> **Document segment**
Free Trade

Ron Paul is a proponent of free trade and rejects protectionism, advocating “conducting open trade, travel, communication, and diplomacy with other nations.” He opposes many free trade agreements (FTAs), like the North American Free Trade Agreement (NAFTA), stating that “free-trade agreements are really managed trade” and serve special interests and big business, not citizens.

He voted against the Central American Free Trade Agreement (CAFTA), holding that it increased the size of government, eroded U.S. sovereignty, and was unconstitutional. He has also voted against the Australia–U.S. FTA, the U.S.–Singapore FTA, and the U.S.–Chile FTA, and voted to withdraw from the WTO. He believes that “fast track” powers, given by Congress to the President to devise and negotiate FTAs on the country’s behalf, are unconstitutional, and that Congress, rather than the executive branch, should construct FTAs.

Buy American, Unless… (February 12, 2001)
Members of Congress often encourage us to “buy American” during their speeches on the House floor. Some members regularly place a “buy American” clause in various trade-related bills, seeking to protect domestic jobs by encouraging the purchase of American goods. Ironically, however, many of these same legislators vote to prohibit American companies from gaining access to new markets overseas. They do so by supporting our senseless embargo policies, which simply help our foreign trading competitors at the expense of American companies.

Of course most politicians claim that they support free trade. Intuitively, most Americans understand that access to foreign markets provides significant benefits to US citizens and American-based corporations. However, we continue to pursue a policy of denying or restricting domestic companies from selling to Cuba, Iraq, Iran, China, and other countries. This inconsistency is especially evident when we consider “export financing,” which really is foreign aid designed to help other countries buy American goods. Most Washington politicians support the practice of export financing, arguing that access to foreign markets benefits American companies, and not just foreign consumers. However, the opposite argument is made with regard to our embargo policies. Suddenly, increased trade with countries some want to label as unworthy only benefits sinister foreign consumers, and not domestic producers. This nonsensical position is maintained by many in government who favor government-managed trade which benefits certain chosen special interests.

> **Given instruction 1**
Answer these questions from the free trade text.
(a) Which agreement did he vote against on the grounds that it increased the size of government and eroded U.S. sovereignty?
(b) Which branch does he believe should construct free trade agreements?
(c) What does the text say "export financing" really is?
> **Given instruction 2**
Carry on the free trade text past its final sentence.
The data play no part in the work on the free trade text.

> **Data segment**
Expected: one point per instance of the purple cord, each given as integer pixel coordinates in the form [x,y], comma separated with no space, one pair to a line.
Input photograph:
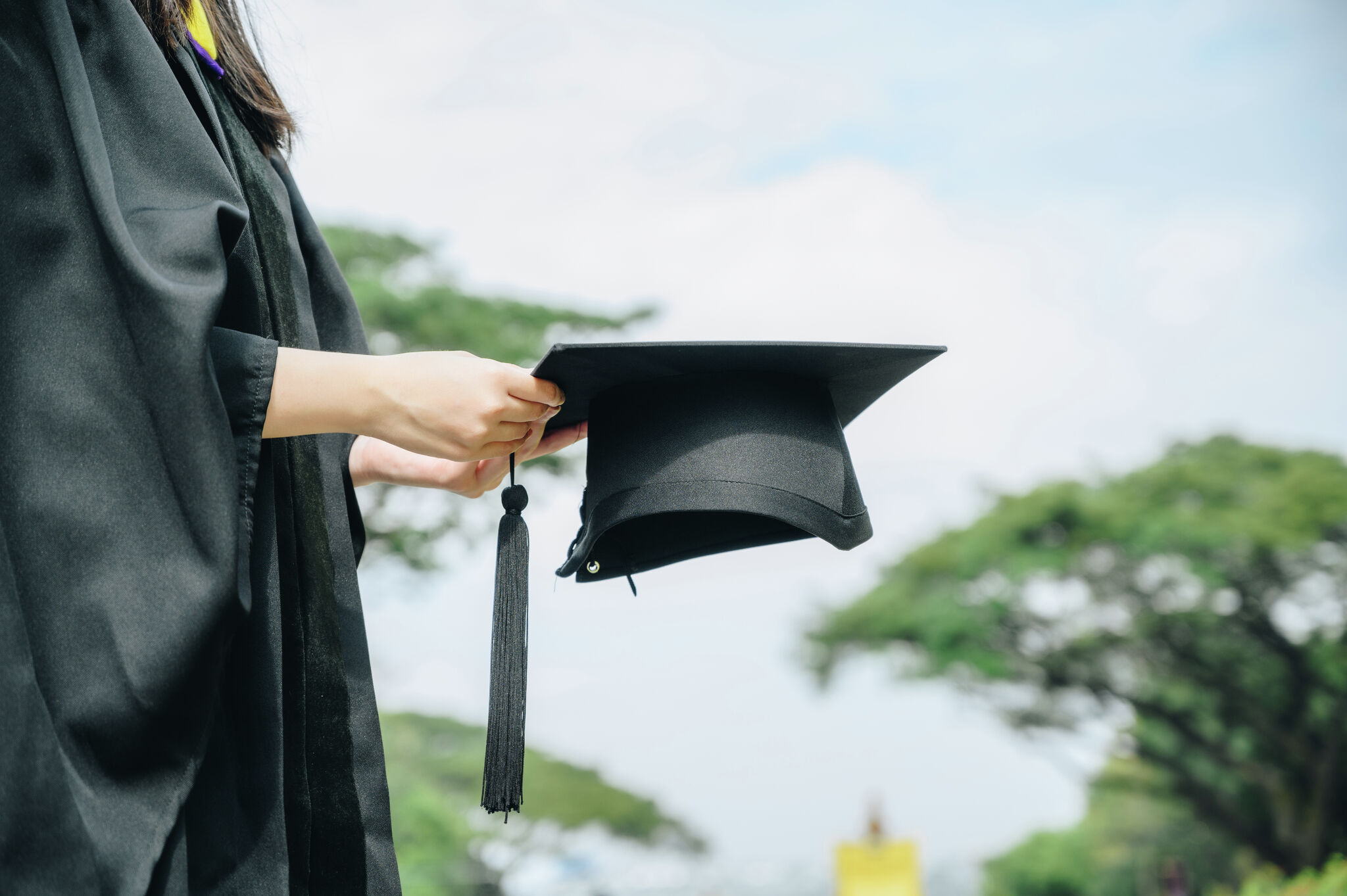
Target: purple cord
[210,64]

> **Exercise answer 1**
(a) The Central American Free Trade Agreement (CAFTA).
(b) Congress, rather than the executive branch.
(c) Foreign aid designed to help other countries buy American goods.

> **Exercise answer 2**
Conflicting and inconsistent views on trade policy result largely from a lack of understanding of basic economic principles. Free trade is not a zero-sum game where some countries benefit and others inevitably suffer. On the contrary, true free trade by definition benefits both parties. Free trade is the process of free people engaging in market activity without government interference such as tariffs or managed-trade agreements. In a true free market, individuals and companies do business voluntarily, which means they believe they will be better off as a result of a transaction. Tariffs, taxes, and duties upset the balance, because governments add costs to the calculation which make doing business less attractive. Similarly, so-called managed trade agreements like WTO favor certain business interests and trading nations over others, which reduces the mutual benefit inherent in true free trade.

Free Trade With All, Entangling Alliances With None (September 21, 2001)
Free trade with all and entangling alliances with none has always been the best policy in dealing with other countries on the world stage. This is the policy of friendship, freedom and non-interventionism and yet people wrongly attack this philosophy as isolationist. Nothing could be further from the truth. Isolationism is putting up protectionist trade barriers, starting trade wars imposing provocative sanctions and one day finding out we have no one left to buy our products. Isolationism is arming both sides of a conflict, only to discover that you’ve made two enemies instead of keeping two friends. Isolationism is trying to police the world but creating more resentment than gratitude. Isolationism is not understanding economics, or other cultures, but clumsily intervening anyway and creating major disasters out of minor problems.

Free trade makes sense (June 7, 1999)
[…] if someone says they are for “free trade,” one must look carefully what they really mean, for the classic (and common sense) definition does not apply.

All to often in Washington, free trade is used when one really means “subsidized trade,” or, tax dollars being funneled to foreign governments to buy American products. Similarly, the phrase can mean to use tax dollars to bail-out American firms for risky overseas ventures, or managed trade by the World Trade Organization to serve powerful special interests.

On the other hand, those of us who oppose using the taxes of American citizens to prop-up foreign governments or American corporations are derisively called “isolationists.” There are indeed some people who are isolationists. They call themselves “fair traders,” though. Exactly what this means is open to debate. All too often it involves letting the government determine what is and is not “fair” in the private trading between individuals who live in different countries.

Sadly, these definitions all hinge on the assumption that there are essentially only two options: tax dollars being used to subsidize corporations/foreign governments, or no trade whatsoever without the rubber stamp of government bureaucrats and special interest groups.

The bottom-line of both options, of course, is higher taxes for Americans. Higher taxes to finance the subsidies, or higher taxes on incoming products (and make no mistake, a tariff is a tax, paid by the American consumer).

There is another way. Free trade and free markets are, without a doubt, the best guarantor of peace. But this requires something all too few in Washington want: less government intervention.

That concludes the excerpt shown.